## Short problem
Shift the material starting at the line that contains "search: woman wearing headscarf" and ending at the line that contains "top-left (270, 291), bottom-right (388, 425)" by adding 148 to every bounding-box coordinate in the answers, and write those lines out again in full. Leave the requests and their format samples unchanged.
## start Source data
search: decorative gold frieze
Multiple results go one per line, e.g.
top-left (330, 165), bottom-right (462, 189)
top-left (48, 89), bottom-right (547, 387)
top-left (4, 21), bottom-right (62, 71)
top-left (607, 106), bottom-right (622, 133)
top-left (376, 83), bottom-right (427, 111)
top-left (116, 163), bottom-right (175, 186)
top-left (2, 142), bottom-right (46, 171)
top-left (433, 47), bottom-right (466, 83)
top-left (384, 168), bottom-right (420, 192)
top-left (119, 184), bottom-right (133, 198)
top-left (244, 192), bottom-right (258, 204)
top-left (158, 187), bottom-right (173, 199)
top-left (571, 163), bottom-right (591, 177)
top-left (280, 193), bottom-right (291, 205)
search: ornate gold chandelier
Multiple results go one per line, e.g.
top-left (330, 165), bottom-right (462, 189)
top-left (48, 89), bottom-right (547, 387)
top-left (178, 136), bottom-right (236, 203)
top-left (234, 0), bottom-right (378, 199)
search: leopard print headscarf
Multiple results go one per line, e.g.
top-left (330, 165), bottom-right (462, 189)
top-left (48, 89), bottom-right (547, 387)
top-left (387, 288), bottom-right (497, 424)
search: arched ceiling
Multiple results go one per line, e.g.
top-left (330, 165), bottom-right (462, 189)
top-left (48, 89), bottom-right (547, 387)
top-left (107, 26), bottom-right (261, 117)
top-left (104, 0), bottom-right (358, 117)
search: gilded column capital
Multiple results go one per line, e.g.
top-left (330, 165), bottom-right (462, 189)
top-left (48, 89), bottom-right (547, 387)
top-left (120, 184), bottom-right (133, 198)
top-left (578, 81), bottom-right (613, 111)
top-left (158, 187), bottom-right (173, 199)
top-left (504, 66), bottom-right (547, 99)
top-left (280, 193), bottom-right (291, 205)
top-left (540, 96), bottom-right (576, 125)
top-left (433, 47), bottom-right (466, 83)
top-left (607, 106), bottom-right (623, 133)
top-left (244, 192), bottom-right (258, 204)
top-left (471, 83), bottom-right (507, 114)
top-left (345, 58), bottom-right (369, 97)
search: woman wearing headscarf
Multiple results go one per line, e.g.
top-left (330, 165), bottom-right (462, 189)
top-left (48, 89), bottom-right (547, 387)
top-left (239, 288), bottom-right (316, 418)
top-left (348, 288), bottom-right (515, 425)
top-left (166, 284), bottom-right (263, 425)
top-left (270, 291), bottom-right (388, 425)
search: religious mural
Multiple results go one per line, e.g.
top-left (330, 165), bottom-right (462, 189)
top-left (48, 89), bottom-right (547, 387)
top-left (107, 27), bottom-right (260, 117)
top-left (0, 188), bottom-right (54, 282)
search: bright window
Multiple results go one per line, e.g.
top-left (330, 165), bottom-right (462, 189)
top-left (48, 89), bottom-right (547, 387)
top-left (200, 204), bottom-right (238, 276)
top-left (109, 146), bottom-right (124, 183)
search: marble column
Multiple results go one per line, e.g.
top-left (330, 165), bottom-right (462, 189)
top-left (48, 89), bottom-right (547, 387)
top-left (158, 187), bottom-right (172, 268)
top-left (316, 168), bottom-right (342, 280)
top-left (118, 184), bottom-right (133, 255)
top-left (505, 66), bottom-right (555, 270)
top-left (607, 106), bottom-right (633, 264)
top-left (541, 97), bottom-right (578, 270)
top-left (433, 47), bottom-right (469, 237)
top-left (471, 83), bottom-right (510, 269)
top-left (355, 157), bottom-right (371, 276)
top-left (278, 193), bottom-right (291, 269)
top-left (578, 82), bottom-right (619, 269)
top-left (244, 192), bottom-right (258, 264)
## end Source data
## Task response
search: woman wearing headscarf
Multiple results go one per line, e.g.
top-left (330, 165), bottom-right (462, 189)
top-left (48, 89), bottom-right (547, 387)
top-left (387, 436), bottom-right (464, 566)
top-left (496, 436), bottom-right (663, 573)
top-left (314, 432), bottom-right (411, 573)
top-left (418, 439), bottom-right (536, 573)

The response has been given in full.